* Begin DATA ROWS *
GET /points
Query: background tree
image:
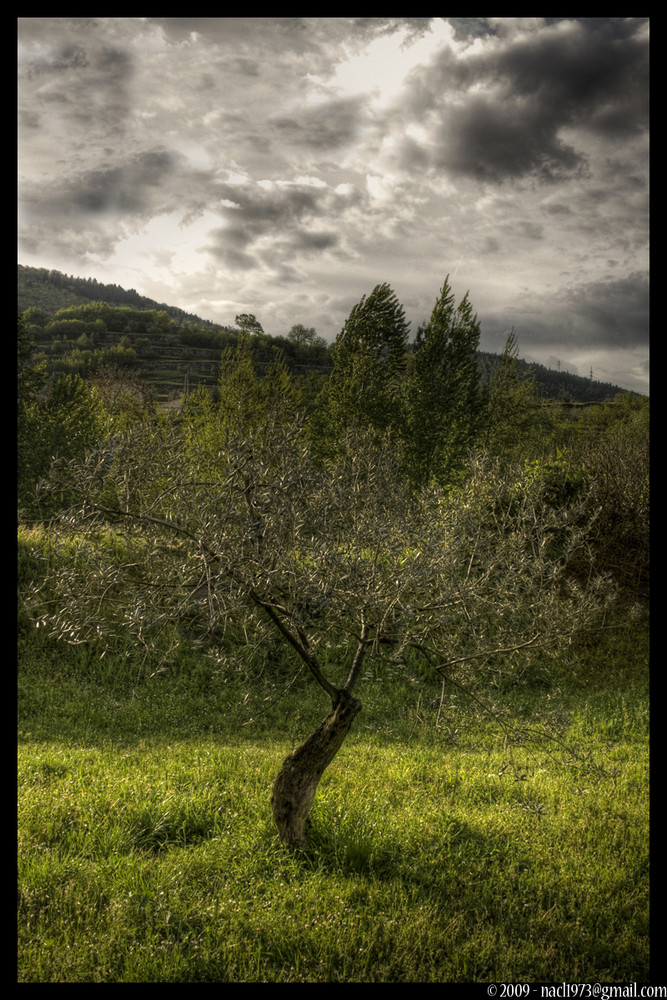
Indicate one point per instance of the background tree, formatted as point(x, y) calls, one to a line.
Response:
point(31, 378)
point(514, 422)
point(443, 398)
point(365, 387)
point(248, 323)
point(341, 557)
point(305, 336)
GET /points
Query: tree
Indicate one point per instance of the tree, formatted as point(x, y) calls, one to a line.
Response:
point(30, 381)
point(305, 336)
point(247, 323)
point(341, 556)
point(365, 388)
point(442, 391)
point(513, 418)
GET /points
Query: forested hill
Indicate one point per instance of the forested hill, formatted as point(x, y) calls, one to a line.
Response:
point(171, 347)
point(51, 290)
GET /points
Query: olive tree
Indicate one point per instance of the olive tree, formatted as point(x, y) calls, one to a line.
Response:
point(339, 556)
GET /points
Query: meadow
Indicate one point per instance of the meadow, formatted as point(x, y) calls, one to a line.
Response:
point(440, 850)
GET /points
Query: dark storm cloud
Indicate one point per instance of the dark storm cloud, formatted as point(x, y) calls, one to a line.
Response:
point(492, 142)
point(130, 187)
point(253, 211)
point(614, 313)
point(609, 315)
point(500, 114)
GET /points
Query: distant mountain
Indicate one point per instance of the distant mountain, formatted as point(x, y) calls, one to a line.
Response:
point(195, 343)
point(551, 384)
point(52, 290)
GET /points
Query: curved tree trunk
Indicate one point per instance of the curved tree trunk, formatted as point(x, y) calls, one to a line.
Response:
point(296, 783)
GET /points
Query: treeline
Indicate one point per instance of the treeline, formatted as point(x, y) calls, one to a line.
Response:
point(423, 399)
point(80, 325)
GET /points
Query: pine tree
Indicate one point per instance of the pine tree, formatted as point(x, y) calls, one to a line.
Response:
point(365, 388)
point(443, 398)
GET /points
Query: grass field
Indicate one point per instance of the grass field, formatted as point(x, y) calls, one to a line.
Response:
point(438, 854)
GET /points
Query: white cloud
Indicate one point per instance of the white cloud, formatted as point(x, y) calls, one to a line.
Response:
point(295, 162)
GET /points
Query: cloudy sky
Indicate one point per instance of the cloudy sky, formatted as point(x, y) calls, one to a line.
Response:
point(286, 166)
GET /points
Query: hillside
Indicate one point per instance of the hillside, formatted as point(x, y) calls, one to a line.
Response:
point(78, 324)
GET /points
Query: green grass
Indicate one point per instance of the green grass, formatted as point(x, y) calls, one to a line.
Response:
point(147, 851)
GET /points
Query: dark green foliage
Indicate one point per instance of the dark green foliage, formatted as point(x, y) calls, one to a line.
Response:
* End DATA ROWS *
» TASK BRIEF
Reproduce all of the lines above word for word, omitting the pictures.

» THE ANSWER
GET /points
Query: background tree
image:
Indicate one point per instance of the background tree, formatted as point(x, y) calls, one to a line.
Response:
point(31, 378)
point(514, 422)
point(443, 398)
point(365, 387)
point(248, 323)
point(341, 557)
point(305, 336)
GET /points
Query: tree
Indicate one point per instance of the tree, formatted as point(x, y) calls, one to a line.
Response:
point(30, 381)
point(305, 336)
point(247, 323)
point(341, 556)
point(365, 388)
point(442, 391)
point(513, 418)
GET /points
Query: forested hill
Indicate one point per instance of the forested hill, formatted as point(x, y) calls, one to a line.
Response:
point(171, 347)
point(51, 290)
GET /points
Query: olive tree
Indicate one point per instance of the olive tree, formatted as point(x, y) calls, one to a line.
Response:
point(339, 556)
GET /points
Query: meadow
Indicate one point per instance of the meadow, formatted as point(x, y) calls, one to a line.
Response:
point(440, 850)
GET /points
Query: dark storm cloud
Indicate one point per instance of the dark storm cloud, formatted as point(x, y) calls, one to a line.
Response:
point(492, 142)
point(130, 187)
point(253, 211)
point(614, 313)
point(609, 315)
point(500, 114)
GET /points
Query: distant mountain
Indicate one point per instance of the distant mountain, formatted as point(x, y) calls, one to a line.
Response:
point(195, 343)
point(551, 384)
point(52, 290)
GET /points
Query: curved tree trunk
Indicate one point per instance of the curved tree trunk, formatted as point(x, y) calls, one to a line.
Response:
point(296, 783)
GET /points
Query: treeline
Indicate one point per instance of the treeline, formatted as point(x, y) calls, one to a line.
Response:
point(423, 399)
point(80, 325)
GET /points
Query: pine tree
Indicate one point per instance of the pine tree, formatted as point(x, y) calls, one to a line.
Response:
point(365, 388)
point(443, 398)
GET /points
Query: grass field
Indicate one point per instance of the grass field, formatted as point(x, y) calls, one to a line.
Response:
point(438, 854)
GET /points
Query: white cloud
Indicate one point per instance of the white cloud, formatted as point(x, y) calls, one to a line.
Response:
point(295, 162)
GET /points
Query: cloudy sky
Indicate one point per instance of the cloudy sky, formatted as point(x, y) calls, one to a line.
Response:
point(286, 166)
GET /points
Query: hillside
Indicate one point per instance of the hillside, formatted as point(x, y) calls, one to a line.
Response:
point(78, 324)
GET /points
Query: green grass
Indicate one point per instance of the green grass, formatted as point(x, y) calls, one to a line.
Response:
point(147, 851)
GET /points
Query: dark green foliage
Indicate one point per instance of the dark green foliage, formatted as point(x, y) calls, one to a line.
Response:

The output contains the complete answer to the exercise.